***** DATA

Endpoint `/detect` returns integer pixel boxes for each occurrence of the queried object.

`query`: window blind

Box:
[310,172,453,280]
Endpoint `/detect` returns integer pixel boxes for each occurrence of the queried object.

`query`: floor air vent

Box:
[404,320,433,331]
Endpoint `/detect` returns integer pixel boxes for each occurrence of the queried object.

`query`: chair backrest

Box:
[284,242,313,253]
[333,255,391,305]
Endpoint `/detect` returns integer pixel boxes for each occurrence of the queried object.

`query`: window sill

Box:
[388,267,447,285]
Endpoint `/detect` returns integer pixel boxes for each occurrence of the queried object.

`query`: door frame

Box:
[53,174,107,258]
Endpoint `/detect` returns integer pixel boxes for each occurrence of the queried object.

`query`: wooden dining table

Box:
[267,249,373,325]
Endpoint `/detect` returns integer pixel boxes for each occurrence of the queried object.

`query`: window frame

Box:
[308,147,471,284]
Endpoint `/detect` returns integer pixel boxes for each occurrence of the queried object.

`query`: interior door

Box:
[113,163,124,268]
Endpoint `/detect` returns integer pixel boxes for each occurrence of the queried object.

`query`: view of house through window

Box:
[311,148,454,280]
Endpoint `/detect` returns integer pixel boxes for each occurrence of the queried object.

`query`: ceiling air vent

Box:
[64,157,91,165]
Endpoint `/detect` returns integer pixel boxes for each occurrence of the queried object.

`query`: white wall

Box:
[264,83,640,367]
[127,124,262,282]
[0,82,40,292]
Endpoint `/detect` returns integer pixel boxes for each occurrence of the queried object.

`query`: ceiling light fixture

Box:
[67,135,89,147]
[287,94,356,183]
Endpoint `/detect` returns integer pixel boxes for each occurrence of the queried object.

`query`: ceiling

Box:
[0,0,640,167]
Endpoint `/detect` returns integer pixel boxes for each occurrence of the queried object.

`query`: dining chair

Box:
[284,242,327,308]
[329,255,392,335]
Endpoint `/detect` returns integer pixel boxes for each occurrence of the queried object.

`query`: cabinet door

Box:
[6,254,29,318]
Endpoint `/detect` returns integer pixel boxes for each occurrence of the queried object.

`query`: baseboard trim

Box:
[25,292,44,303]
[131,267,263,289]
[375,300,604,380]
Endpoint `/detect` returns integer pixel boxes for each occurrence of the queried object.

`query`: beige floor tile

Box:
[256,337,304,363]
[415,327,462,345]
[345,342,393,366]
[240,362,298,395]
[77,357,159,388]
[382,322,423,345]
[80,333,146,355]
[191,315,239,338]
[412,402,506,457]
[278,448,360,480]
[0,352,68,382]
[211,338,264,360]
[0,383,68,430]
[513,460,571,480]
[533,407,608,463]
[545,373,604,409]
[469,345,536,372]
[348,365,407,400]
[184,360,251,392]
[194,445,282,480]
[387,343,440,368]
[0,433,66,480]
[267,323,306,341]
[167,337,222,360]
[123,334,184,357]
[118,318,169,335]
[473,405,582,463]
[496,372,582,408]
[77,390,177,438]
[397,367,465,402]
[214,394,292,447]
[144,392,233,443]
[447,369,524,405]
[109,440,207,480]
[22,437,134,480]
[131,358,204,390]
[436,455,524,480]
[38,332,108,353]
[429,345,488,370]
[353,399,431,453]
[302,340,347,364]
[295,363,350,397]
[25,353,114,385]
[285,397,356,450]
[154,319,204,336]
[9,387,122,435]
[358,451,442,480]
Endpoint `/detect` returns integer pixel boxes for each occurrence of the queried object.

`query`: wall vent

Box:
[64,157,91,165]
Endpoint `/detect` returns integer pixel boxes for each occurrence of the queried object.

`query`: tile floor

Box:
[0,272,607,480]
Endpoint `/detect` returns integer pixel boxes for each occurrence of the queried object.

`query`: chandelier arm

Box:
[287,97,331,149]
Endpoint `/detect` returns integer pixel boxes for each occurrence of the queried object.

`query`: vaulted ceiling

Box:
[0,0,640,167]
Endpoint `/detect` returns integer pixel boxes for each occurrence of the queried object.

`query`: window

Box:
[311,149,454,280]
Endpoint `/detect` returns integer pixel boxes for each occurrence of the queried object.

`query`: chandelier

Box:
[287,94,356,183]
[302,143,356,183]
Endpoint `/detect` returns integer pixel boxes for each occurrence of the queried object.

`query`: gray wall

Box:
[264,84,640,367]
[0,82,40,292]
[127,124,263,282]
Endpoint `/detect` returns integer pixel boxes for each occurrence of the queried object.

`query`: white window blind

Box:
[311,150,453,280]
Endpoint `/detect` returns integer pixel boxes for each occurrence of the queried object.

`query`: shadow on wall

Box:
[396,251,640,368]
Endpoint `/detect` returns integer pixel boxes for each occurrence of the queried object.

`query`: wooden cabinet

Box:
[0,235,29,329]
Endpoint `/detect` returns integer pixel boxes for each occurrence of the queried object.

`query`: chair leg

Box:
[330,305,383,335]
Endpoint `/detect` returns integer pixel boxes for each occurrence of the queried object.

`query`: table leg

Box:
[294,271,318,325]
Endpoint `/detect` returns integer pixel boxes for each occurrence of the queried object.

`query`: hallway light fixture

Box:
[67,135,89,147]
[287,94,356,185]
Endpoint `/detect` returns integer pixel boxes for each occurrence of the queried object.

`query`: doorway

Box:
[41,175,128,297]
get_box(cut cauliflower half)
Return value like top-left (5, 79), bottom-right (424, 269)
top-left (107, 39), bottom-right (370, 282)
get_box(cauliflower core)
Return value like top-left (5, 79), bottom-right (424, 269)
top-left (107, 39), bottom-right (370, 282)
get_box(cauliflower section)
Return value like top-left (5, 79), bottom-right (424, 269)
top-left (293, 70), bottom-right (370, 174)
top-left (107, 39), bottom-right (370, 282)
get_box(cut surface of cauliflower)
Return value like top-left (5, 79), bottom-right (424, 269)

**********
***** DATA

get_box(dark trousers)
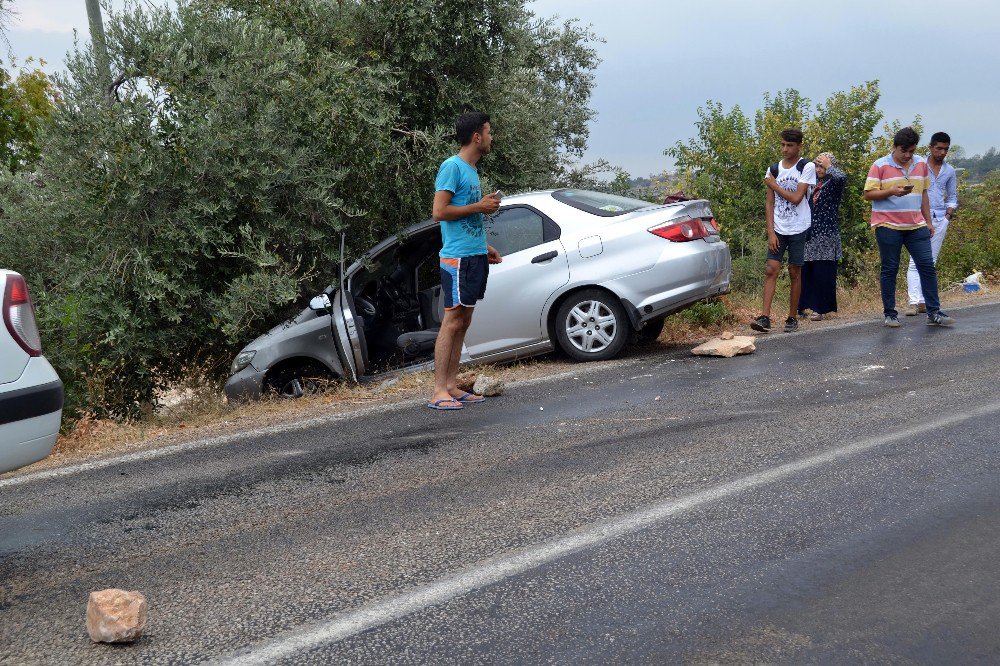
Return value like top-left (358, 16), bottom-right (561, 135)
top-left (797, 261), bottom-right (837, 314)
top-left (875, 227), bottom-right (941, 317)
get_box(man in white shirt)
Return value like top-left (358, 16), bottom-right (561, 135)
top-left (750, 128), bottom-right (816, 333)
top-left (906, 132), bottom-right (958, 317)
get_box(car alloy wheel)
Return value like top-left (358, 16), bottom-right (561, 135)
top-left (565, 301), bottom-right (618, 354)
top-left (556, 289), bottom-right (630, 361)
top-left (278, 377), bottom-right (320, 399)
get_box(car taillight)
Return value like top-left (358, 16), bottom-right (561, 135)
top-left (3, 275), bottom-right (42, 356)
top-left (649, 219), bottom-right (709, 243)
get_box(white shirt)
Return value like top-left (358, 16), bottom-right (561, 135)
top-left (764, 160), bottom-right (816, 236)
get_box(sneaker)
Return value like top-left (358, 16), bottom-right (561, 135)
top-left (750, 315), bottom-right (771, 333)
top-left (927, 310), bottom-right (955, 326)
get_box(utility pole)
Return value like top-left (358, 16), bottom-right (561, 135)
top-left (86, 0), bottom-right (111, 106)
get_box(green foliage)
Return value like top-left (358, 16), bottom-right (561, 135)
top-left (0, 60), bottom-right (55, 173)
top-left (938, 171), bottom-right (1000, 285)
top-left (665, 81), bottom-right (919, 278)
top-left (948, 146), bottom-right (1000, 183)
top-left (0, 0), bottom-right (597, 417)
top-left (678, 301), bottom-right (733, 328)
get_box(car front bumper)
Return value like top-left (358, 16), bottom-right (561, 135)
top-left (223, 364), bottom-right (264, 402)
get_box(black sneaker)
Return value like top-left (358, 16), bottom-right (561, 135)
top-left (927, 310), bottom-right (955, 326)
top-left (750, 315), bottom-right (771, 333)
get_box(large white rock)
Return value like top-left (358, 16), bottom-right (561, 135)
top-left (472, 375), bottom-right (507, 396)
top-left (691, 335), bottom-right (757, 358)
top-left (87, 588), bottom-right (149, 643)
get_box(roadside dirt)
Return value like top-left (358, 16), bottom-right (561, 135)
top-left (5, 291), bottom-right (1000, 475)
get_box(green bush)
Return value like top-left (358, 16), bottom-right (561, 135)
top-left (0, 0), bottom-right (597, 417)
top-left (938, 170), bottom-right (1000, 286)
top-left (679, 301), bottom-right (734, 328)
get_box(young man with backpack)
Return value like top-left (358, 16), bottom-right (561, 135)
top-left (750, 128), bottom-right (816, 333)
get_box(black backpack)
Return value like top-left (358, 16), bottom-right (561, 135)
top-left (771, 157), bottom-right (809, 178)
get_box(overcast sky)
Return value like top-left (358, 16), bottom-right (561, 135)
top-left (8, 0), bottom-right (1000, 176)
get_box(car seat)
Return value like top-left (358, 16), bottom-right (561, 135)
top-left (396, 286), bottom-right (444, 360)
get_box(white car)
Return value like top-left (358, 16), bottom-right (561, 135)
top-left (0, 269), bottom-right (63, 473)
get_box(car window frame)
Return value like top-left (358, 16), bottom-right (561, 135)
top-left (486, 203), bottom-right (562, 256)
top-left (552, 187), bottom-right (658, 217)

**********

WHAT NEEDS TO BE DONE. Edit the lines from the one containing "get_box(green bush)" up to and including the one containing "top-left (552, 187), bottom-right (658, 217)" by replacing "overcast sky" with "cloudy sky". Leave everything else unchanged, and give only those lines.

EXERCISE RESPONSE.
get_box(green bush)
Return value like top-left (358, 16), bottom-right (561, 135)
top-left (0, 0), bottom-right (597, 417)
top-left (938, 170), bottom-right (1000, 286)
top-left (679, 301), bottom-right (734, 328)
get_box(young man with backpack)
Return value like top-left (358, 16), bottom-right (561, 135)
top-left (750, 128), bottom-right (816, 333)
get_box(black backpack)
Return value like top-left (358, 16), bottom-right (561, 135)
top-left (771, 157), bottom-right (809, 178)
get_box(cloudy sky)
Return value like top-left (358, 16), bottom-right (561, 135)
top-left (8, 0), bottom-right (1000, 176)
get_box(car seat)
Return value like top-left (358, 16), bottom-right (561, 135)
top-left (396, 286), bottom-right (444, 360)
get_box(white car)
Return value like top-left (358, 16), bottom-right (561, 135)
top-left (0, 269), bottom-right (63, 473)
get_box(car window frame)
Return value like top-left (358, 16), bottom-right (561, 135)
top-left (486, 203), bottom-right (562, 256)
top-left (552, 187), bottom-right (658, 217)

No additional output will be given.